# start of RECORDED INFORMATION

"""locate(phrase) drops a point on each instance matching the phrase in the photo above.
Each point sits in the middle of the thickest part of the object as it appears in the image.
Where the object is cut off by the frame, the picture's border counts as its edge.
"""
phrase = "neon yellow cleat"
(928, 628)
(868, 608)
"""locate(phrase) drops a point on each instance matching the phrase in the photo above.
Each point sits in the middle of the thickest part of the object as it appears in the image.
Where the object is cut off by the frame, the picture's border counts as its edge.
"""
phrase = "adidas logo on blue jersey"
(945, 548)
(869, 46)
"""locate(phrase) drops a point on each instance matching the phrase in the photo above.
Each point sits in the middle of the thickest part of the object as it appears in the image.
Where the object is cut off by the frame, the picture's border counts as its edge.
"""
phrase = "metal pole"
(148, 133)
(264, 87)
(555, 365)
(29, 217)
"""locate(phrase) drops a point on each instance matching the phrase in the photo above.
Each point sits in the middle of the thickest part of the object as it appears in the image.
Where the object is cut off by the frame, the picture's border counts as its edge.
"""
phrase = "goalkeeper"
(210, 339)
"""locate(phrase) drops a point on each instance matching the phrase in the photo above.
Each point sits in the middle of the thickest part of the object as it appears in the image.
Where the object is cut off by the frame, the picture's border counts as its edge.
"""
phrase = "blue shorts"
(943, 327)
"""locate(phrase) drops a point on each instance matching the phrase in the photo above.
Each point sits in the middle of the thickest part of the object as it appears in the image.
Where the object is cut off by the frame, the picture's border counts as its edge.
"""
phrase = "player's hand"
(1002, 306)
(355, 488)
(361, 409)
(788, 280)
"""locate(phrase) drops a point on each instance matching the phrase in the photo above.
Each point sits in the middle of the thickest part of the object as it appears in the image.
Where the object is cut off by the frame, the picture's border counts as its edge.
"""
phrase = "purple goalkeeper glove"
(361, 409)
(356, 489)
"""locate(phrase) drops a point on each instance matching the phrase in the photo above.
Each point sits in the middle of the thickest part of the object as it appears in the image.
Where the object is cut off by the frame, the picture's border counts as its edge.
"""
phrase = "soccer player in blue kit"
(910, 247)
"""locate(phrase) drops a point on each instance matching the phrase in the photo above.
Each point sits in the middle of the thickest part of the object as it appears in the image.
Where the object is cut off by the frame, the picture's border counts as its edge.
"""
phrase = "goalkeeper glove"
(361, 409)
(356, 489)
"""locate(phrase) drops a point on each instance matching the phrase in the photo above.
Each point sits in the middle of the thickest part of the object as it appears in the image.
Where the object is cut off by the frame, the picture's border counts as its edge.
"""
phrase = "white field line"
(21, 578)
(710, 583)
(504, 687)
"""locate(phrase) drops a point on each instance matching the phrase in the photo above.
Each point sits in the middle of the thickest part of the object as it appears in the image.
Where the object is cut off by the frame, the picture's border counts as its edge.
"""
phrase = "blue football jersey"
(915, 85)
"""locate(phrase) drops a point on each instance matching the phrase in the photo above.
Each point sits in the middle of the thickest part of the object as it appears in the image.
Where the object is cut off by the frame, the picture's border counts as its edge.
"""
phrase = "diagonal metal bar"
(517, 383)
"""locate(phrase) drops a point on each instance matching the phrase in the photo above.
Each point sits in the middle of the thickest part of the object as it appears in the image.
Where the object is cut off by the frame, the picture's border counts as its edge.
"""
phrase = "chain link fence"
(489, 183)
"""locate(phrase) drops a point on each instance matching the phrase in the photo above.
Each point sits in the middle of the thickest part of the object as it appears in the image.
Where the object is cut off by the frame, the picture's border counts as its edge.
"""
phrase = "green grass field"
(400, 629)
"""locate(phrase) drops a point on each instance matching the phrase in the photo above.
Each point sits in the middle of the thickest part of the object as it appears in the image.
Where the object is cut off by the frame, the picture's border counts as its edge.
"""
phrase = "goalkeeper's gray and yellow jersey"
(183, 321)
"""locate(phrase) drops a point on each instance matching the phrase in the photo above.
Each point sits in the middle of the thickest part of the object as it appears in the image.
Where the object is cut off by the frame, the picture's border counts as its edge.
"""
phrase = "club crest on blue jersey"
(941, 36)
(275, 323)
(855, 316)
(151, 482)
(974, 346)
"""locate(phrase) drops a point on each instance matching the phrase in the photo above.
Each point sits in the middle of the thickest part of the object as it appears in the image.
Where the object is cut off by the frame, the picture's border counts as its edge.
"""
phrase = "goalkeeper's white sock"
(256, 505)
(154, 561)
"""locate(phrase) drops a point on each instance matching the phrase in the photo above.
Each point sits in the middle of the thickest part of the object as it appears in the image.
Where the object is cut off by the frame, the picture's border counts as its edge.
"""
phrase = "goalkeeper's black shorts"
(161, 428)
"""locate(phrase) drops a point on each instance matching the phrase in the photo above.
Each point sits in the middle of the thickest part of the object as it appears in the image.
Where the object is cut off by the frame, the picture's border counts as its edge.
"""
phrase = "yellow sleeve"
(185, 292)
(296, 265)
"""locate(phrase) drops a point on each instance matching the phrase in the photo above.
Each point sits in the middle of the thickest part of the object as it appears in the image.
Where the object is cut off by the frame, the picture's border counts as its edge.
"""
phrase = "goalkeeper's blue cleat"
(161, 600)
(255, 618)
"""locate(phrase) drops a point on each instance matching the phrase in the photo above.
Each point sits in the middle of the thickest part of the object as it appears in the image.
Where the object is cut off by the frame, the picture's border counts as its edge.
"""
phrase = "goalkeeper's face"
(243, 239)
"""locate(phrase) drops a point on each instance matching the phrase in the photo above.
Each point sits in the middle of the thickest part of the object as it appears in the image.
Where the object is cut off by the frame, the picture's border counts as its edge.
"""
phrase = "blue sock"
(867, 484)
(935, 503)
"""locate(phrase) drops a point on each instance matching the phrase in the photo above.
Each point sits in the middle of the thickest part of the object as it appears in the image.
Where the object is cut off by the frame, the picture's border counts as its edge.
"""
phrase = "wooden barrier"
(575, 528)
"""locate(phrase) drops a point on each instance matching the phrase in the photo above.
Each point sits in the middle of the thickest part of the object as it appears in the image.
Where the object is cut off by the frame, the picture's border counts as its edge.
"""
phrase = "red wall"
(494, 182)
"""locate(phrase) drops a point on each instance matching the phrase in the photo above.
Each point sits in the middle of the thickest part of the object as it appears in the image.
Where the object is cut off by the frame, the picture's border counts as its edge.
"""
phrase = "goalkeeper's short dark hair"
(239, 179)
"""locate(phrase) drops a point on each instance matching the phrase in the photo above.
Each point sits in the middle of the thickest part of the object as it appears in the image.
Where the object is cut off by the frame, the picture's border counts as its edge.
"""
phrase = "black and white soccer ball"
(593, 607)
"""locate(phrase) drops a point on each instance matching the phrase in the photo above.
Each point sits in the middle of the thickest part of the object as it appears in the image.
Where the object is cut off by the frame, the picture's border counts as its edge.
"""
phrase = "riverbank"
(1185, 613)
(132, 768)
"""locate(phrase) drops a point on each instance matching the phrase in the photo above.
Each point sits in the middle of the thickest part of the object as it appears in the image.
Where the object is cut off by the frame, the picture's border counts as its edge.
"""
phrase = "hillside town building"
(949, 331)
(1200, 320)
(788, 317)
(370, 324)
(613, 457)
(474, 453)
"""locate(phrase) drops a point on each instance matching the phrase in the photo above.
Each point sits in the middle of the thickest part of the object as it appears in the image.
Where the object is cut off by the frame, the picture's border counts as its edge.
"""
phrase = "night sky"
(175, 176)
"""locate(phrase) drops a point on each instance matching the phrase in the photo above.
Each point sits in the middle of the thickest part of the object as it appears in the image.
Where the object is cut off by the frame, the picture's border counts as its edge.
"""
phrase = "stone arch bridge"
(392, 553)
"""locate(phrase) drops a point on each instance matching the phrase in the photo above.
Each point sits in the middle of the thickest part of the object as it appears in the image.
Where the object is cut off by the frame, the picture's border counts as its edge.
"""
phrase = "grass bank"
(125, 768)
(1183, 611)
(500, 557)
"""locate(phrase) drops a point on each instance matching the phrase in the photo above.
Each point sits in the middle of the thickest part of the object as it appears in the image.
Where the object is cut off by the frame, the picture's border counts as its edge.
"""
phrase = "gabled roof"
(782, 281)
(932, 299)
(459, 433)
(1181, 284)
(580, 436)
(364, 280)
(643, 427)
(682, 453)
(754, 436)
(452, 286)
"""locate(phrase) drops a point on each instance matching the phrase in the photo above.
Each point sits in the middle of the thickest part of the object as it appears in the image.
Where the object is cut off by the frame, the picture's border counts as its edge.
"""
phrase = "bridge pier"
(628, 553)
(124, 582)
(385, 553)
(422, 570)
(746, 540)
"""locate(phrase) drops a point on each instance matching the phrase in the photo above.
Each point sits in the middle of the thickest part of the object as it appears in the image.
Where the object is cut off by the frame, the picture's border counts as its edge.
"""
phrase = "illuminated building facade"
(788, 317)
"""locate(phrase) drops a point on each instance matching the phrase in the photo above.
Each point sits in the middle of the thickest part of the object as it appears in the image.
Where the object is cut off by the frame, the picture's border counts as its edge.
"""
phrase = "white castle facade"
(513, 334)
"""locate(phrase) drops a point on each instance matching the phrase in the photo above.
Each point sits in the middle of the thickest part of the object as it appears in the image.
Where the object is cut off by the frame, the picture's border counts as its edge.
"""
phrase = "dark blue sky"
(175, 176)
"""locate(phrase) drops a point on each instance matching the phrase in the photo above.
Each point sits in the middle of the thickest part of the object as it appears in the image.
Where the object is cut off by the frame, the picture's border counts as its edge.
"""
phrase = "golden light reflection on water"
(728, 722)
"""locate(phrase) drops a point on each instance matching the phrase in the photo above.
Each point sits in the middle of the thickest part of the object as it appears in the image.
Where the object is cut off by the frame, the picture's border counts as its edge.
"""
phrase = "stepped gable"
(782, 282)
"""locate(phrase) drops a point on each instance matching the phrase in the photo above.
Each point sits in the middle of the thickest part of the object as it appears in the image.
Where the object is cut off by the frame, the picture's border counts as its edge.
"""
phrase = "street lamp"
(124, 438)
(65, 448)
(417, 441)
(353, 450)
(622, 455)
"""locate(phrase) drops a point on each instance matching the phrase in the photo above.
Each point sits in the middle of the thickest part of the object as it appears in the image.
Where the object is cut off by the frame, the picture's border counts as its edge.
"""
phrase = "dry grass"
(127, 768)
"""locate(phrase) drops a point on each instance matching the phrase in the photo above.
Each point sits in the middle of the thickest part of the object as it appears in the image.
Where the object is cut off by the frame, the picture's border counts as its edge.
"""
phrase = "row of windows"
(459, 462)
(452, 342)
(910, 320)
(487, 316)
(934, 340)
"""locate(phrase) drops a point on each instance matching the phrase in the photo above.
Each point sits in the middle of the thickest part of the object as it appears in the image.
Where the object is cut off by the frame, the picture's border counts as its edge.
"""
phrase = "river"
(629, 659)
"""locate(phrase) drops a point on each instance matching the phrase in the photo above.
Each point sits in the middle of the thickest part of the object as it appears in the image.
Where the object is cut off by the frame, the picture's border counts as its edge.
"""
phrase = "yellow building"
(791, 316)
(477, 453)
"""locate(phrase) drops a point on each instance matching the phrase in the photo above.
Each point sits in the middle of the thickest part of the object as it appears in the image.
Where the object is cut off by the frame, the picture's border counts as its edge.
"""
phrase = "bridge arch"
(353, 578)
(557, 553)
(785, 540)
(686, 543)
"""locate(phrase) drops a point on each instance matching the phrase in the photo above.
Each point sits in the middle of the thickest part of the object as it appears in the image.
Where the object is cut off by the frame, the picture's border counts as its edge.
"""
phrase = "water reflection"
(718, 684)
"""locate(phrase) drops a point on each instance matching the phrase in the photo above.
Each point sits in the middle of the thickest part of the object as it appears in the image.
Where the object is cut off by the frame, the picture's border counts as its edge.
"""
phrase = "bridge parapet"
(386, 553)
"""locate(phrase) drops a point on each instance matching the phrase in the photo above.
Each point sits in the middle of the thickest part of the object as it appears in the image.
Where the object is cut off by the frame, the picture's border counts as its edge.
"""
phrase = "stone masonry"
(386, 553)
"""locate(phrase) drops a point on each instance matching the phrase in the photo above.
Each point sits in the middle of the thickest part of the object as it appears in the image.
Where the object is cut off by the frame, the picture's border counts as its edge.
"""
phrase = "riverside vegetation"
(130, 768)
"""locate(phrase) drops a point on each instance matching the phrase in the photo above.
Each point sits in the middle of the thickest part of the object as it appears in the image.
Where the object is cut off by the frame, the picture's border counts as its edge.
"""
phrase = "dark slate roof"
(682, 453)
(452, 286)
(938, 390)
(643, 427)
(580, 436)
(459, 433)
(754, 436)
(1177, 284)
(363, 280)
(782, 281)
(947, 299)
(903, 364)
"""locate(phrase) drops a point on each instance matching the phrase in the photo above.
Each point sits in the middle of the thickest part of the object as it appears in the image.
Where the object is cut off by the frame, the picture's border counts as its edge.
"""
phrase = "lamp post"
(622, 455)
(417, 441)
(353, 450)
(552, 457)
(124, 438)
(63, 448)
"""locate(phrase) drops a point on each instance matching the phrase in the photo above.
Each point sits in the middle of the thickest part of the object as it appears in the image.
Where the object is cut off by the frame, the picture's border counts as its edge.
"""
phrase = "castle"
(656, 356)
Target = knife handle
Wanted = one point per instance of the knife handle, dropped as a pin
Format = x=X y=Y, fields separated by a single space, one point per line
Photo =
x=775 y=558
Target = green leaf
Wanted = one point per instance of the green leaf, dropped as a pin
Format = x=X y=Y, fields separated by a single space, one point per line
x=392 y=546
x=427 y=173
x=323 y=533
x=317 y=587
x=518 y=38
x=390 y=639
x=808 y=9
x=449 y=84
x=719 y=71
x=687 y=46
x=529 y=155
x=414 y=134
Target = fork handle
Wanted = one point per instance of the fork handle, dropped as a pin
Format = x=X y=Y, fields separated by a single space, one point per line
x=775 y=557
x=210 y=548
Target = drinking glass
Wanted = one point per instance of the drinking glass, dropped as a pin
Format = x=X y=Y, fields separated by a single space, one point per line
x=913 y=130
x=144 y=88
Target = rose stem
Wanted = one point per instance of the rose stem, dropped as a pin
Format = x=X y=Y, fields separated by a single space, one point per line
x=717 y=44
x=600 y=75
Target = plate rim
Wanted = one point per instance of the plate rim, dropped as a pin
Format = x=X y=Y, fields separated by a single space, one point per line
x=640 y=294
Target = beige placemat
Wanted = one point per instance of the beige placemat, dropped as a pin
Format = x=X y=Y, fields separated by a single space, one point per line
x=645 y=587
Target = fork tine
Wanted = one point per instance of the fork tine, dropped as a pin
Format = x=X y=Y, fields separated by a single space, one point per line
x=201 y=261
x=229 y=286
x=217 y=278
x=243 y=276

# end of RECORDED INFORMATION

▶ YOUR OBJECTIVE
Write out exactly the lines of the entries above that run from the line containing "Target = knife handle" through the last line, including both.

▶ PROBLEM SOLUTION
Target = knife handle
Wanted = one point per instance of the knife handle, dropped as a pin
Format = x=X y=Y, fields separated by a single space, one point per line
Photo =
x=775 y=558
Target = green leaf
Wanted = one point per instance of the green leaf, dropped as a pin
Format = x=X y=Y, fields separated by a single space, one point per line
x=392 y=546
x=427 y=173
x=323 y=533
x=317 y=587
x=518 y=38
x=390 y=639
x=808 y=9
x=449 y=84
x=719 y=71
x=687 y=46
x=529 y=155
x=414 y=134
Target = fork handle
Wanted = one point per instance of the fork handle, dropped as a pin
Format = x=X y=Y, fields separated by a single space, one point per line
x=775 y=557
x=210 y=548
Target = drinking glass
Wanted = one point per instance of the drinking glass, dropped as a pin
Format = x=X y=Y, fields separated by a single space, one point per line
x=913 y=130
x=144 y=88
Target = rose stem
Wanted = one point per instance of the rose stem, dropped as a pin
Format = x=X y=Y, fields separated by a single space, one point per line
x=717 y=44
x=600 y=75
Target = plate rim
Wanted = one point per instance of the plate rim, dropped as a pin
Format = x=X y=Y, fields separated by a single space, one point per line
x=640 y=294
Target = beige placemat
Wanted = one point per instance of the beige placemat, dropped as a pin
Format = x=X y=Y, fields separated by a single space, one point per line
x=645 y=587
Target = fork tine
Wanted = one point per instance of the fork tine, dropped as a pin
Format = x=X y=Y, fields separated by a single space, one point per line
x=201 y=261
x=229 y=286
x=217 y=278
x=243 y=276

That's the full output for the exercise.